(DOCUMENT EXTRACT)
He will bounce right back, find another place to hang his hat, and not give you a second's thought.

SomethingProfound · 20/07/2011 20:36

As most other have said get him out ASAP this man does not care about you, you feel used because you are being used. (sorry to sound harsh)

Don't delay doing it, don't let him manipulate or try and charm you, he is nothing but a drain on your resources, your time and your energy.

AnyFucker · 20/07/2011 20:36

no, quick and clean

tell him to pack a bag and go

don't play any games

HerHissyness · 20/07/2011 22:10

Don't let him pollute your life a day longer, if your girls are out, tell him to go, right now, he has 30 minutes to pack his bag and get out.

If he refuses to leave call the police. don't even blink for a second.

this man would have taken the roof from over your head if your solicitor hadn't stamped on it. he wasn't treating YOU with any kindness there, he'd have taken the clothes from your back if he could.

Friend of my X (egyptian, UK educated, degree, engineer, not daft) was married to a Moroccan woman, they had 2 kids. Out of the blue, one day she told him to get out, he left with only his clothes. she sold the car he bought, she'd transferred all the property into her name, she'd literally taken every last penny he had. Eventually he got his brother to buy him a ticket. After a few months she called him and said to come get the kids, she didn't want them anymore as it was getting in the way of her finding a new man. I met this woman years ago, you would never, ever have said she would have done this, but it seems she was playing the long game. She was bloody good at it!

When it comes to money, some people will do literally anything. Your cocklodger there is one of these people. Spare no thought for his feelings, he is not sparing any for yours, believe me.

LoveBeingAbleToNamechange · 20/07/2011 22:12

Thank god you seem to be sorting this out, just get him out of your house. You owe it to yourself and your daughters set them an example to follow.

LoveBeingAbleToNamechange · 20/07/2011 22:13

Btw it's because you are so nice he's got away with so much. So what if he thinks you are not nice!

pictish · 20/07/2011 22:27

Pack for him. Get a handful of black bags right this second and chuck anything of his you can see, into it. When you're done, plonk them down and say 'there's your stuff...and there's the door....get on the other side of it NOW or I will call the police'

Do it.

pictish · 20/07/2011 22:36

Remember - he would've taken everything from you without so much as flinching. Including your home.
(End DOCUMENT EXTRACT)
(EXERCISE DATA)
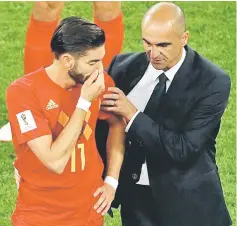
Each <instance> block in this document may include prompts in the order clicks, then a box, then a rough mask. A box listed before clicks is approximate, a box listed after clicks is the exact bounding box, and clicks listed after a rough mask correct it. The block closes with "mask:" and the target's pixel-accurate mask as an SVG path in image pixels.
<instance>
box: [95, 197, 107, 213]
mask: <svg viewBox="0 0 237 226" xmlns="http://www.w3.org/2000/svg"><path fill="white" fill-rule="evenodd" d="M105 199H106V196H105V195H104V194H102V195H101V196H100V198H99V200H98V201H97V203H96V204H95V205H94V209H95V210H97V208H98V207H100V206H101V204H102V203H103V202H104V201H105Z"/></svg>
(End EXERCISE DATA)
WORK INSTRUCTIONS:
1. Set down the part of the forum thread that opens with the words containing "tell him to pack" and closes with "for a second.".
2. Take the forum thread further, starting right after its last post.

ANSWERS IN ORDER:
1.
tell him to pack a bag and go

don't play any games

HerHissyness · 20/07/2011 22:10

Don't let him pollute your life a day longer, if your girls are out, tell him to go, right now, he has 30 minutes to pack his bag and get out.

If he refuses to leave call the police. don't even blink for a second.

2.
Get that filthy fucker out.

savoycabbage · 20/07/2011 22:46

That's so true pictish, that he wanted half her assets! What a bastard Angry Where would you and your dd's be then? Hope you managed to do it Actan.

TDada · 20/07/2011 23:56

Your solution is admirable. Don't hesitate - he will try to charm you

TDada · 20/07/2011 23:56

Your resolution

Actanonverba · 21/07/2011 05:39

New day, new beginnings.

Gave him a lift to work (hes been borrowing my bike and I don't want him to keep it!), I am now going to pack his stuff. Would it then be too cowardly to text him and tell him to fuck off or should I say it to his face?

Either way its going to happen TODAY.

OP posts:
RickGhastley · 21/07/2011 05:48

Well done Actanon, stay strong!

I don't think you owe this guy any explaination so just leave his stuff outside and get the locks changed so he can't get in. Any probs call the police (I'm sure with his immigration status he may be a bit worried by the police)

Romilly70 · 21/07/2011 05:53

sounds like you are looking for a reason to see him, so therefore text him, once you have got the locks changed. just be matter of fact and say your stuff is in bags on the street, the locks are changed, and if you try to contact me again, i will calling the police.

on a speerate note, have you thought about about having some counselling as it would appear that you have some real issues with low self-esteem to even consider letting this kind of scummy man into your life.
I can understand that you are possbily lonely and want a partner, but to be properly single and learn to value yourself will really help let the right man appear....

Actanonverba · 21/07/2011 06:01

He doesn't have a key so therefore no reason to change the locks!

I am already having counselling which is possibly the reason for the 'light switching on in my brain'!!!